Brief>
Quote, verbatim, all material below, without pictures.

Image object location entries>
========================================================================
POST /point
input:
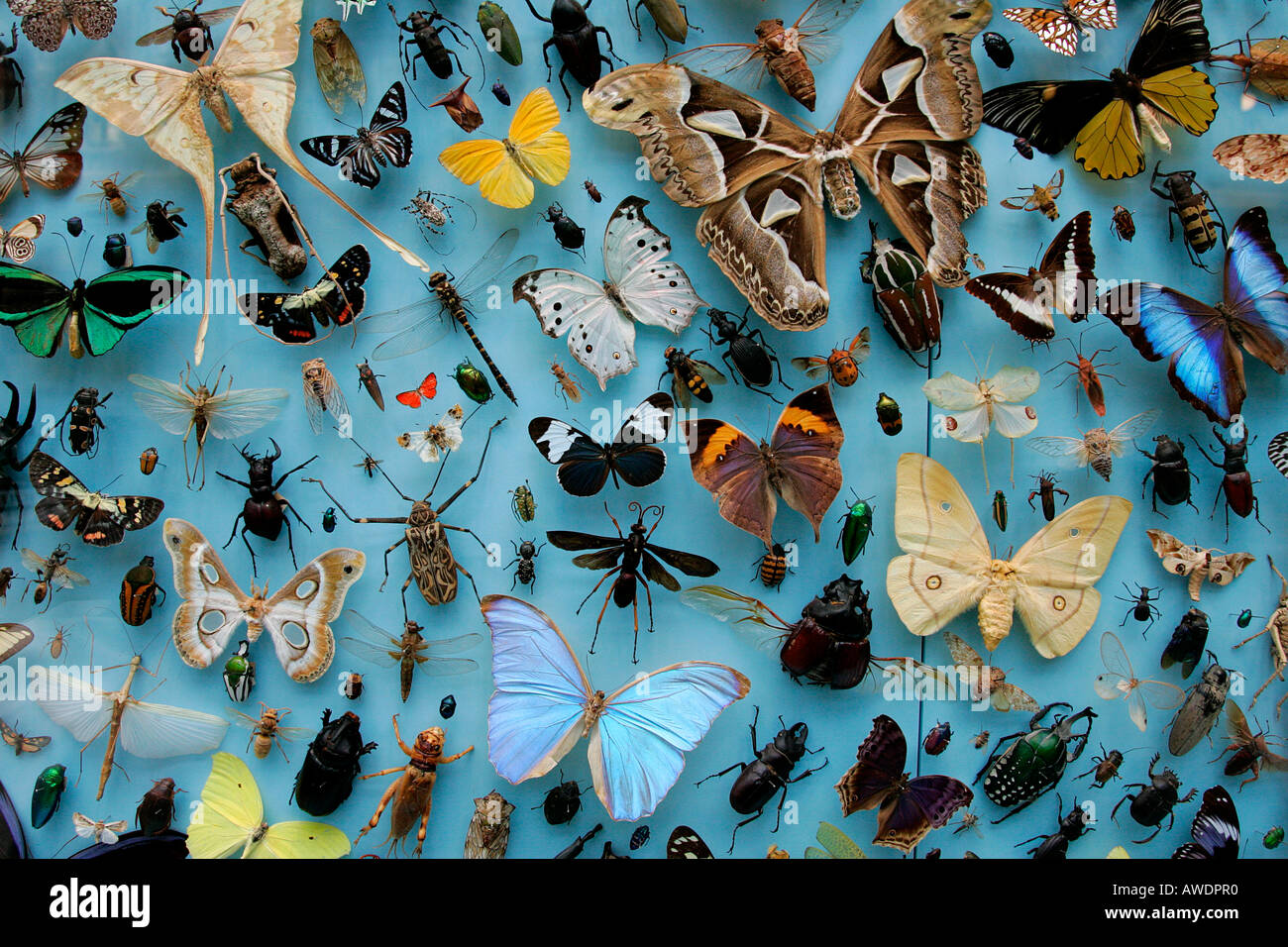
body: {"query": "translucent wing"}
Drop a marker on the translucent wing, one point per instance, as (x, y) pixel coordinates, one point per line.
(537, 709)
(638, 750)
(155, 731)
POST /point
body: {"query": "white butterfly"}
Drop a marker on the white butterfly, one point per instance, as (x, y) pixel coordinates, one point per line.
(439, 440)
(297, 616)
(599, 317)
(98, 830)
(980, 406)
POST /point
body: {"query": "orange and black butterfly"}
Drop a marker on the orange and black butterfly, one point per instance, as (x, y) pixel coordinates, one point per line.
(338, 298)
(799, 463)
(21, 742)
(1061, 29)
(99, 519)
(425, 390)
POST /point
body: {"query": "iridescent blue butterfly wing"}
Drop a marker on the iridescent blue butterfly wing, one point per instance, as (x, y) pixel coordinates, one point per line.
(638, 750)
(535, 714)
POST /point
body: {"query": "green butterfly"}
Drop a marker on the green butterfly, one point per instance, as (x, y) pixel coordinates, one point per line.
(95, 315)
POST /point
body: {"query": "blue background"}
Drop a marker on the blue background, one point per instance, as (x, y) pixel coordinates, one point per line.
(837, 720)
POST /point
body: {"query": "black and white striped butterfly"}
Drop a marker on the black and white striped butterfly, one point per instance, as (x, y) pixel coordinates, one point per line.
(361, 157)
(585, 464)
(1065, 281)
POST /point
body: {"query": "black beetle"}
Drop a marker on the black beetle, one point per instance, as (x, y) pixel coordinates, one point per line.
(265, 509)
(326, 777)
(562, 801)
(767, 774)
(999, 50)
(1072, 827)
(747, 355)
(1047, 489)
(1171, 474)
(1154, 801)
(1235, 480)
(1188, 642)
(116, 252)
(567, 232)
(578, 42)
(1141, 605)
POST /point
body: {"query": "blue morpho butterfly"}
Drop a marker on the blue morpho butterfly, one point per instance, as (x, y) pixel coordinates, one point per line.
(1215, 830)
(1203, 342)
(95, 315)
(639, 733)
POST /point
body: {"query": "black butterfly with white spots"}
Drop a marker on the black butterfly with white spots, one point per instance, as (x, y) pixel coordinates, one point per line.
(361, 157)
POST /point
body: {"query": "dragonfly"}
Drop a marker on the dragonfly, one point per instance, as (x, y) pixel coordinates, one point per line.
(458, 298)
(410, 652)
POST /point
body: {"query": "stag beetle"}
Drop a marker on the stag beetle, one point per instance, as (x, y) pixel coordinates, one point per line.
(428, 42)
(11, 433)
(266, 509)
(767, 774)
(576, 39)
(1236, 482)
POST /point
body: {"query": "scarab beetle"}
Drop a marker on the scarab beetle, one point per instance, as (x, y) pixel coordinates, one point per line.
========================================================================
Written answer>
POST /point
input:
body: {"query": "translucent wing"}
Drop a marker on the translucent wing, one point per instance, as (x, y) pixel coordinates, one point per line.
(537, 709)
(638, 750)
(155, 731)
POST /point
body: {"query": "white butterfly"}
Drop a marker on the white butterfly, one point per instance, as (x, y) pixel coordinates, one point per line.
(439, 440)
(297, 616)
(599, 317)
(98, 830)
(980, 406)
POST /point
body: {"query": "orange and black butterfly"}
Drop a marker on the orange and black butterfly, one point per instance, as (x, y) pixel coordinates, one point per line.
(338, 298)
(799, 463)
(21, 742)
(1061, 29)
(99, 519)
(425, 390)
POST /point
body: {"query": "iridescent blue butterfly wing"}
Drop a marker on the iridescent blue butterfly wing, one point per instance, as (x, y) pixel coordinates, one point per line.
(638, 750)
(535, 714)
POST /point
body: {"query": "green butterfly"}
Drop a marker on the green butterfly, one point per instance, as (x, y) pixel coordinates, one point per line.
(95, 315)
POST /point
body: {"query": "blue background"}
Drop a marker on the blue background, one point per instance, as (x, y) pixel coordinates, one point per line.
(837, 720)
POST /point
body: {"query": "black and white striped butterfly"}
Drop a marker on the black and white striped butterfly, one point per instance, as (x, y) pixel coordinates, one point per line.
(361, 157)
(585, 464)
(1065, 281)
POST /point
body: {"query": "black beetle"}
Drop a marker on the black beetle, one point per instance, as (x, y) pixel coordinates, one point per line.
(265, 509)
(326, 777)
(562, 801)
(767, 774)
(999, 50)
(1072, 827)
(747, 355)
(1047, 489)
(1171, 474)
(1154, 801)
(1235, 480)
(1188, 642)
(116, 252)
(567, 232)
(578, 42)
(1141, 605)
POST /point
body: {"query": "blue morpho butterfly"}
Drop a marker on the blue morpho butterfly, one point per instance, as (x, y) pixel coordinates, one point per line.
(1215, 830)
(1203, 342)
(95, 315)
(639, 733)
POST /point
body: {"query": "black butterfly with white spots"}
Drop a marker on the black butterfly with white spots, one point per instance, as (x, y) pixel coordinates, one point per line.
(361, 157)
POST /point
body: {"query": "dragonfly"}
Drop a marker on the dragonfly, one point per instance, as (x, y) pixel coordinates, one point per line.
(458, 298)
(410, 652)
POST /point
body: {"query": "stag beetle"}
Drop a marker on the stag beetle, one point per instance, as (x, y) pixel coordinates, one point per line.
(428, 42)
(11, 433)
(266, 509)
(767, 774)
(576, 39)
(1236, 482)
POST /point
body: {"query": "scarab beetle"}
Drop a marker on the scarab beetle, one point per instance, as (x, y) pixel coordinates, one point per line.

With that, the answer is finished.